====== Trecho do documento

Inclusão, um assunto sempre necessário!

23/07/2016

Por Daniela Bornin - 23/07/2016

Hoje li a notícia que a primeira linha de bonecas com deficiência é sucesso absoluto de vendas. A reportagem menciona que para a criação de uma linha de bonecas com deficiências, a empresa britânica Makies se inspirou na campanha Toy like me «Brinquedo como eu» cujos participantes, com o intuito de apoiar crianças com deficiência, modificavam bonecas comuns para que elas parecessem pessoas reais, e publicavam as fotos nas redes sociais. Os pais compartilhavam fotos de bonecas feitas por eles mesmos para seus filhos e pediam aos fabricantes de brinquedos criassem uma série que tivesse as mesmas limitações que os seus bebês.

Após a leitura do texto refleti sobre a infância que vivi.

Quando criança, se alguma boneca perdia alguma parte do corpo (perna, braço, olho, cabelo etc.) eu e minhas amiguinhas trocávamos por outras, deixávamos de lado, não queríamos mais brincar com aquilo que não era, aos nossos olhos, “perfeito”. E repetíamos os mesmos gestos com nossos “coleguinhas” que possuíam algum tipo de deficiência: o (a) cadeirante, o (a) “manquinho(a)”, o (a) “ quatro - olho”, o (a) “gago”, o (a) “babão” entre outros tantos adjetivos preconceituosos, desnecessários e desumanos.

Tínhamos medo dos “alunos da sala especial” e a escola contribuía para esse medo... Eu me lembro que esses alunos não conviviam com as demais salas e crianças, eram segregados do convívio.

O fato é que hoje sei que nos transformaram em “crianças preconceituosas” pelas práticas de exclusão tão frequentes em nossa sociedade, repassadas em todos os ambientes (principalmente no ambiente escolar). Como por exemplo, a restrição ao acesso à escola regular, ao mundo do trabalho, ao convívio social e também nas atitudes comiserativas, resultante do desconhecimento, considerado a matéria-prima para a perpetuação dessas atitudes preconceituosas e das leituras estereotipadas da deficiência – seja esse desconhecimento relativo ao fato em si, às emoções geradas ou às reações subsequentes.

Ligia Amaral leciona que esse preconceito em relação à questão da deficiência,

(...) pode estar lastreado na aversão ao diferente, ao mutilado, ao deficiente – os estereótipos daí advindos serão: o deficiente é mau, é vilão, é asqueroso...Ou o preconceito pode ser baseado em atitude de caráter comiserativo, de pena, de piedade: o deficiente é vítima, é sofredor, é prisioneiro ...e assim por diante[1].

============
====== Material fornecido

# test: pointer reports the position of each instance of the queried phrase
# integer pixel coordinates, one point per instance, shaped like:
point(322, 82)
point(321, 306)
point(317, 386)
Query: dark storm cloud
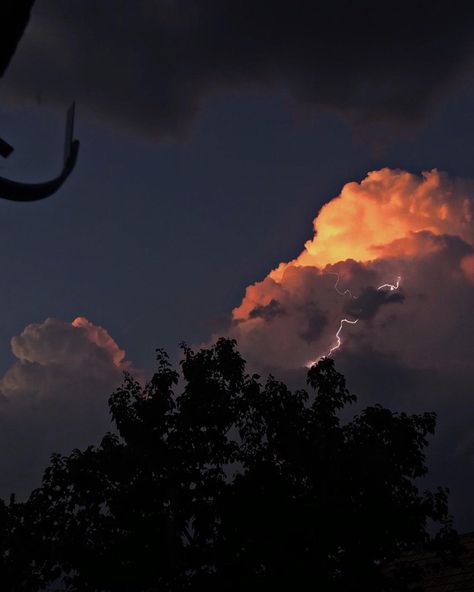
point(149, 64)
point(316, 321)
point(367, 304)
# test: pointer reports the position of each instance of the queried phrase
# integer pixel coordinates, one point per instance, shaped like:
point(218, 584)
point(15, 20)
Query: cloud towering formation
point(149, 64)
point(411, 348)
point(391, 224)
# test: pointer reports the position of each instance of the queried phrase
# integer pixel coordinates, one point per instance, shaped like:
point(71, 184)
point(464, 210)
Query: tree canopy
point(218, 480)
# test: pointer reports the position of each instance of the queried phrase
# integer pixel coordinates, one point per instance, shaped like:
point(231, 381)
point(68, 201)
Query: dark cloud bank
point(149, 64)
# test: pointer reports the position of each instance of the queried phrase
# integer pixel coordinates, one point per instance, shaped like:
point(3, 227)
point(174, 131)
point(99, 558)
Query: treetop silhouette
point(216, 480)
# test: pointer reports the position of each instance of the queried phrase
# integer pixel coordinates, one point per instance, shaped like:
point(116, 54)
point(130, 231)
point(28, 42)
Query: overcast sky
point(211, 135)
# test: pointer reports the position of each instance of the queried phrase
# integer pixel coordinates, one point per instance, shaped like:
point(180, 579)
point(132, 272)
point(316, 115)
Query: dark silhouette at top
point(15, 191)
point(230, 484)
point(14, 16)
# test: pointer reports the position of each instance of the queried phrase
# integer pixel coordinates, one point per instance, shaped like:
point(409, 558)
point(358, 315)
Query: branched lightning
point(338, 335)
point(391, 287)
point(346, 291)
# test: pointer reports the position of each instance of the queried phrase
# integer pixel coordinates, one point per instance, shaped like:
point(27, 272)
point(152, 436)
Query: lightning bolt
point(338, 336)
point(391, 287)
point(337, 284)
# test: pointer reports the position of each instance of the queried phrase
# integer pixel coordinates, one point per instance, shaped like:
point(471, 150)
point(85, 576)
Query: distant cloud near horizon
point(148, 66)
point(54, 396)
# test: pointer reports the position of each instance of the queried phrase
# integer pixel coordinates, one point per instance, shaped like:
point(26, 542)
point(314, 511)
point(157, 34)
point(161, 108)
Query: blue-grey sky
point(209, 142)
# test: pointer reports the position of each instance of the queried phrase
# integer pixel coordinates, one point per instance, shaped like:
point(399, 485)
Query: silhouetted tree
point(230, 485)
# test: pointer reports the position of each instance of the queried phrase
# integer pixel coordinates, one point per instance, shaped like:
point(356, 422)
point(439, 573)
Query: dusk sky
point(212, 134)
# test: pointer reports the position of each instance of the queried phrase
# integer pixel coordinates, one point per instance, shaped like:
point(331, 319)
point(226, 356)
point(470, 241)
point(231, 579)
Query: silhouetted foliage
point(230, 485)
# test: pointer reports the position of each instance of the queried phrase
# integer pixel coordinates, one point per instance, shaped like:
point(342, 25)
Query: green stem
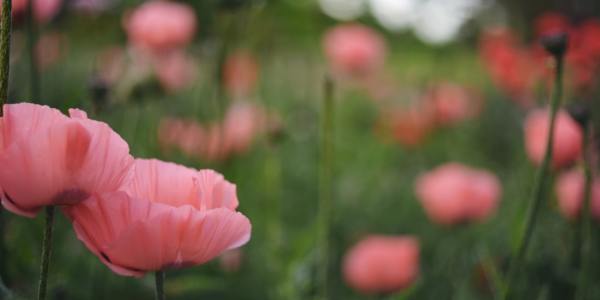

============

Tarefa proposta 1: Segundo o texto sobre inclusão, em que campanha a empresa britânica Makies se inspirou para criar sua linha de bonecas com deficiência?
Tarefa proposta 2: Transcreva do texto sobre inclusão o trecho que começa em "Por Daniela Bornin" e vai até "infância que vivi.", incluindo essas palavras.
Os registros não têm nenhuma relação com o texto.

Resolução da tarefa 1: Na campanha Toy like me («Brinquedo como eu»).

Resolução da tarefa 2:
Por Daniela Bornin - 23/07/2016

Hoje li a notícia que a primeira linha de bonecas com deficiência é sucesso absoluto de vendas. A reportagem menciona que para a criação de uma linha de bonecas com deficiências, a empresa britânica Makies se inspirou na campanha Toy like me «Brinquedo como eu» cujos participantes, com o intuito de apoiar crianças com deficiência, modificavam bonecas comuns para que elas parecessem pessoas reais, e publicavam as fotos nas redes sociais. Os pais compartilhavam fotos de bonecas feitas por eles mesmos para seus filhos e pediam aos fabricantes de brinquedos criassem uma série que tivesse as mesmas limitações que os seus bebês.

Após a leitura do texto refleti sobre a infância que vivi.